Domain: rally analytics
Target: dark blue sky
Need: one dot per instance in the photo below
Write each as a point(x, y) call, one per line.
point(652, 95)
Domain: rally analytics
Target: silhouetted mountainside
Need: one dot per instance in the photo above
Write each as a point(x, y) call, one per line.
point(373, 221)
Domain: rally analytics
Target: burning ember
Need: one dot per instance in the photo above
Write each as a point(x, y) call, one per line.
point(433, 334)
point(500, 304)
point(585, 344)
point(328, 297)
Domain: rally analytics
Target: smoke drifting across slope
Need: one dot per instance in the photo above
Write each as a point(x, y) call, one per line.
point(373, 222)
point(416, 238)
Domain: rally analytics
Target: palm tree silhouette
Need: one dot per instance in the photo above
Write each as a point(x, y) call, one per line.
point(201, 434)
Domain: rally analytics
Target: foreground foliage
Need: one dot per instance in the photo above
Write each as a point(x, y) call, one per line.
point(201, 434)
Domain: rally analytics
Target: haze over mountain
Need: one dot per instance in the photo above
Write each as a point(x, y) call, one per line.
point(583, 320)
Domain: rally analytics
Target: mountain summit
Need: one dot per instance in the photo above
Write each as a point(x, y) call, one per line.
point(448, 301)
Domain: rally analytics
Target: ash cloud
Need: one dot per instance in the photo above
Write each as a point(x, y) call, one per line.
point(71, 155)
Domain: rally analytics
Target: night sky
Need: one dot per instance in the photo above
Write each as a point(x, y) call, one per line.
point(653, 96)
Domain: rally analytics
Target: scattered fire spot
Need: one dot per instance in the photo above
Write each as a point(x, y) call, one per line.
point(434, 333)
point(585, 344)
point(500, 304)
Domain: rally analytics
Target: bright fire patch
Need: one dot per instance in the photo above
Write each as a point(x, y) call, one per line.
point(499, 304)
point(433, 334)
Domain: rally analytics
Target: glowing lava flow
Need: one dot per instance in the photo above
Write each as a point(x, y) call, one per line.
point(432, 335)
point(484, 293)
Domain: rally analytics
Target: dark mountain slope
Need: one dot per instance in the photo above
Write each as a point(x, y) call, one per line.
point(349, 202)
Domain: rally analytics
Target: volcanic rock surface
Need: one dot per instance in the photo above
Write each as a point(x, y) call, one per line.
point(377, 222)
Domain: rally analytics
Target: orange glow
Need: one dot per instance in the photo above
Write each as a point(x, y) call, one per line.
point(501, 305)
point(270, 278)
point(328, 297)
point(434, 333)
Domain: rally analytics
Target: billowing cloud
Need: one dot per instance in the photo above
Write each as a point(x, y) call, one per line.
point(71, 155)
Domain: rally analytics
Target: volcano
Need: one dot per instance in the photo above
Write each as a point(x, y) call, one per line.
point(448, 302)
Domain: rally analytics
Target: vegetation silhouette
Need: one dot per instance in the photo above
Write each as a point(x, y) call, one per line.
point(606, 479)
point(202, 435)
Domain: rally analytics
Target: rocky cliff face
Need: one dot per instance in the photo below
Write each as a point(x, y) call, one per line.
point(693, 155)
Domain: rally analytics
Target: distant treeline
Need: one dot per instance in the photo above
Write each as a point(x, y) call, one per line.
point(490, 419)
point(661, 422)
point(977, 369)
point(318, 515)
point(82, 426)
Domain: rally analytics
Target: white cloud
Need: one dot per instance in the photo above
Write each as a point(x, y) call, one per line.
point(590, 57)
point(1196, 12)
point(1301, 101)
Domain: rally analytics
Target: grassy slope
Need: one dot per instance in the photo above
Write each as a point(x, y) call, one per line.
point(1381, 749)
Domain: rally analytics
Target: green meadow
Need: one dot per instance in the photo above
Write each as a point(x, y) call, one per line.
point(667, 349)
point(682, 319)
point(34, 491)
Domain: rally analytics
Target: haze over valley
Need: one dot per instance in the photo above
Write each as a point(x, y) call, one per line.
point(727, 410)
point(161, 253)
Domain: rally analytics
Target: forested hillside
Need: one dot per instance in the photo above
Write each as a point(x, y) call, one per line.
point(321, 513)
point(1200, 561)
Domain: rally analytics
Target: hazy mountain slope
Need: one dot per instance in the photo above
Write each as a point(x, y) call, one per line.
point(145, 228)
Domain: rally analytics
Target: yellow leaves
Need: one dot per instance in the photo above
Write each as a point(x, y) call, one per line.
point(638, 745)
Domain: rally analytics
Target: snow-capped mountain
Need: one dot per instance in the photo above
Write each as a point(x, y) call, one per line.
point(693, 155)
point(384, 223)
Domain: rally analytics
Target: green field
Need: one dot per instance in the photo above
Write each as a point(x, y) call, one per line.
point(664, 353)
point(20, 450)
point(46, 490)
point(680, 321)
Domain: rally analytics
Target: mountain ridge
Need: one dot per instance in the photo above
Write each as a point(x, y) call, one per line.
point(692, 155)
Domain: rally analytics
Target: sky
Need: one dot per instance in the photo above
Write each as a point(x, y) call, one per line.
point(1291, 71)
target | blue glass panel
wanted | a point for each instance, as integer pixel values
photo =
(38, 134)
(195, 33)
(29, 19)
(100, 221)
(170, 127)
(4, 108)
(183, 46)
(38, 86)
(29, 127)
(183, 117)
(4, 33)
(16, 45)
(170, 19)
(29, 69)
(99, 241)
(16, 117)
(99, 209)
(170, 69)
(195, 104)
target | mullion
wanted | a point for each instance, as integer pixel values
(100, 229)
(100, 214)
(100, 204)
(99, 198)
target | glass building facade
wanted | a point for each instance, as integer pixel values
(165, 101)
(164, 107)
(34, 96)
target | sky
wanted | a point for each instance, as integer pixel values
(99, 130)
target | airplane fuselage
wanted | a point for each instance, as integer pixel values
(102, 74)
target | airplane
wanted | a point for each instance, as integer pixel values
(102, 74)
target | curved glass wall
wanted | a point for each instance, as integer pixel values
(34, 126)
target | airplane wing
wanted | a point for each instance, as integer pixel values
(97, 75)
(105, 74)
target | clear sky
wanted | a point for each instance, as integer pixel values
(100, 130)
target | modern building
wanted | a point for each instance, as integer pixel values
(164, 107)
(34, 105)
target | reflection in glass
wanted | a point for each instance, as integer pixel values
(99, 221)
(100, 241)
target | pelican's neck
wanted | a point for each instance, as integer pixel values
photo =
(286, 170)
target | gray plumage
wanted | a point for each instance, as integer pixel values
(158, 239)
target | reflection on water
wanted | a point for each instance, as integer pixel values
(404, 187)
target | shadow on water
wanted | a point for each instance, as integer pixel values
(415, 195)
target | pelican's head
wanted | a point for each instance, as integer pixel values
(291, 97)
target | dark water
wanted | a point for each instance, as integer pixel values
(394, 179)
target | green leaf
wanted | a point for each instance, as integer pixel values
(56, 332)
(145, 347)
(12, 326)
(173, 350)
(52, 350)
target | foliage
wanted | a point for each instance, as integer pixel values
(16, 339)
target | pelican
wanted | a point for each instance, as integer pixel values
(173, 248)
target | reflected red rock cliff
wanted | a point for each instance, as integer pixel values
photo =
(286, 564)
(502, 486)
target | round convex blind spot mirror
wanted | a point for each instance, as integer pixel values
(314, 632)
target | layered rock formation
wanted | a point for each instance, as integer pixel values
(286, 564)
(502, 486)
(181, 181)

INSTRUCTIONS TO FOLLOW: Copy all the records above exactly, missing none.

TASK ANSWER:
Domain: rally analytics
Target: dark blue sky
Need: one dot per instance in the photo below
Write each as a point(x, y) call, one per line.
point(652, 95)
Domain: rally analytics
Target: silhouetted mountainside
Need: one dot per instance in the photo above
Write each as a point(x, y) call, one per line.
point(373, 221)
Domain: rally analytics
Target: burning ember
Need: one dot per instance in the photo above
Write each as a point(x, y) call, one per line.
point(433, 334)
point(500, 304)
point(585, 344)
point(328, 297)
Domain: rally analytics
Target: smoke drifting across slope
Need: one dot per instance in the photo above
Write each as a point(x, y) call, one per line.
point(373, 222)
point(416, 238)
Domain: rally analytics
Target: palm tree silhouette
Need: one dot per instance in the photo above
Write each as a point(x, y) call, one per line.
point(201, 434)
Domain: rally analytics
Target: foreground foliage
Need: one dot per instance in the photo above
Write each as a point(x, y) call, one per line.
point(201, 434)
Domain: rally analytics
Target: haze over mountain
Need: one dot per instance in the photo above
Write each as a point(x, y) call, one per line.
point(583, 320)
Domain: rally analytics
Target: mountain summit
Need: one dot per instance in the photo above
Write each as a point(x, y) call, one per line.
point(448, 301)
Domain: rally analytics
Target: ash cloud
Need: one dot per instance in the photo above
Write each as a point(x, y) call, one per line.
point(71, 155)
Domain: rally analytics
Target: night sky
Need: one dot per instance in the photo above
Write each as a point(x, y) call, one per line.
point(653, 96)
Domain: rally analytics
Target: scattered fire spot
Need: one dot per instance in the photo above
Write each as a point(x, y) call, one per line.
point(434, 333)
point(585, 344)
point(500, 304)
Domain: rally analytics
Target: bright fire patch
Need: one dot per instance in the photo above
Write each as a point(x, y) call, one per line.
point(499, 304)
point(433, 334)
Domain: rally analytics
Target: glowing lava flow
Need: one dot per instance in the photo above
Write each as a point(x, y) call, one per line.
point(432, 335)
point(484, 293)
Domain: rally analytics
Target: dark mountain slope
Need: one dot per instance in the photo above
Write each as a point(x, y) call, one per line.
point(349, 202)
Domain: rally analytics
Target: volcanic rock surface
Need: one dot per instance in the photo above
Write each as a point(x, y) call, one per line.
point(377, 222)
Domain: rally analytics
Target: orange glow
Need: one dot per instance in the photo above
Write each as a point(x, y) call, one per line.
point(501, 305)
point(270, 278)
point(328, 297)
point(434, 333)
Domain: rally analytics
Target: billowing cloud
Need: one dot per instance in the photo above
Write each as a point(x, y) call, one per line.
point(71, 155)
Domain: rally analytics
Target: volcano
Need: one dot per instance in the photo above
Write each as a point(x, y) call, one per line.
point(448, 302)
Domain: rally analytics
Target: vegetation silhouette
Need: one dot per instance in the photo above
Write each as a point(x, y) call, one per line.
point(606, 479)
point(202, 435)
Domain: rally analytics
Target: rocky cliff face
Need: one dot per instance in the photo below
Write each as a point(x, y) call, one per line.
point(693, 155)
Domain: rally analytics
Target: distant treeline
Need: one dot per instance in the photo above
Write each as a point(x, y) call, one per line.
point(490, 419)
point(661, 422)
point(977, 369)
point(318, 515)
point(82, 426)
Domain: rally analytics
Target: white cloud
Need: one dot per instance in the photo above
Write each as a point(x, y) call, one per line.
point(590, 57)
point(1196, 12)
point(1301, 101)
Domain: rally analytics
Target: grassy slope
Need: one dot per instance in the photo above
Write each as a point(x, y) call, one per line.
point(1381, 749)
Domain: rally analytics
Target: green meadow
Need: one dot per instance in the photo above
Write each as a point(x, y) call, one per line.
point(667, 349)
point(682, 319)
point(34, 491)
Domain: rally analytics
Target: haze over valley
Need: one dot per instance in the photo above
Write each as a point(x, y) call, one per line.
point(727, 410)
point(161, 253)
Domain: rally analytics
Target: forested hillside
Need: one dot per instance in the photo above
Write each as a point(x, y) call, one per line.
point(321, 513)
point(1200, 561)
Domain: rally analytics
Target: hazy mountain slope
Need: one dot per instance in the photo above
Write each as a point(x, y) call, one per line.
point(145, 228)
Domain: rally analytics
Target: yellow leaves
Need: one dot per instance in the photo above
Write each as a point(x, y) call, one per line.
point(638, 745)
Domain: rally analytics
Target: snow-capped mountain
Need: one dot per instance in the photo above
Write each as a point(x, y) call, one per line.
point(693, 155)
point(384, 223)
Domain: rally analytics
Target: green field
Need: one dot per instance in the photo above
Write each as a point(x, y) call, one per line.
point(664, 353)
point(20, 450)
point(46, 490)
point(680, 321)
Domain: rally analytics
Target: mountain ridge
Need: one dot per instance in the photo above
Write each as a point(x, y) call, one per line.
point(692, 155)
Domain: rally analytics
Target: sky
Need: one dot per instance in the photo above
Write each as a point(x, y) call, one per line.
point(1291, 71)
target | blue glass panel
wanted | a point for each instance, as integer pixel values
photo =
(38, 134)
(195, 33)
(29, 19)
(100, 221)
(170, 127)
(4, 108)
(183, 46)
(38, 86)
(29, 127)
(183, 117)
(4, 33)
(16, 45)
(170, 19)
(29, 69)
(99, 241)
(16, 117)
(99, 209)
(170, 69)
(195, 104)
target | mullion
wanted | a point for each instance, as integer pixel values
(100, 229)
(100, 214)
(100, 204)
(99, 198)
target | glass building facade
wanted | a point for each instance, as integer pixel values
(165, 101)
(164, 107)
(34, 96)
target | sky
wanted | a point for each instance, as integer pixel values
(99, 130)
target | airplane fuselage
wanted | a point for each instance, as integer pixel values
(102, 74)
target | airplane
wanted | a point for each instance, as integer pixel values
(102, 74)
target | curved glass wall
wanted | a point for each instance, as integer pixel values
(34, 126)
target | airplane wing
wanted | a point for each instance, as integer pixel values
(97, 75)
(105, 74)
target | clear sky
wanted | a point for each instance, as integer pixel values
(100, 130)
target | modern building
wanted | a point for each instance, as integer pixel values
(164, 107)
(34, 105)
target | reflection in glass
wanted | a point for each instance, as integer pixel values
(99, 221)
(100, 241)
target | pelican's neck
wanted | a point for each instance, as integer pixel values
photo =
(286, 170)
target | gray plumage
wanted | a point for each instance, as integer pixel values
(158, 239)
target | reflection on water
wanted | a point for each instance, as integer pixel values
(404, 187)
target | shadow on water
wanted | a point for each instance, as integer pixel values
(415, 195)
target | pelican's head
wanted | a point for each instance, as integer pixel values
(291, 97)
target | dark water
wanted | a point for each instance, as integer pixel values
(394, 179)
target | green leaf
wanted | a point for each instance, as integer pixel values
(56, 332)
(145, 347)
(12, 326)
(173, 350)
(52, 350)
target | foliage
wanted | a point for each instance, as integer pixel values
(16, 339)
target | pelican
wanted | a point for each instance, as integer pixel values
(173, 248)
target | reflected red rock cliff
wanted | a point for each instance, as integer pixel values
photo =
(286, 564)
(502, 486)
target | round convex blind spot mirror
wanted | a point for each instance, as integer pixel values
(314, 632)
target | layered rock formation
wanted | a point for each instance, as integer pixel values
(286, 564)
(502, 486)
(181, 181)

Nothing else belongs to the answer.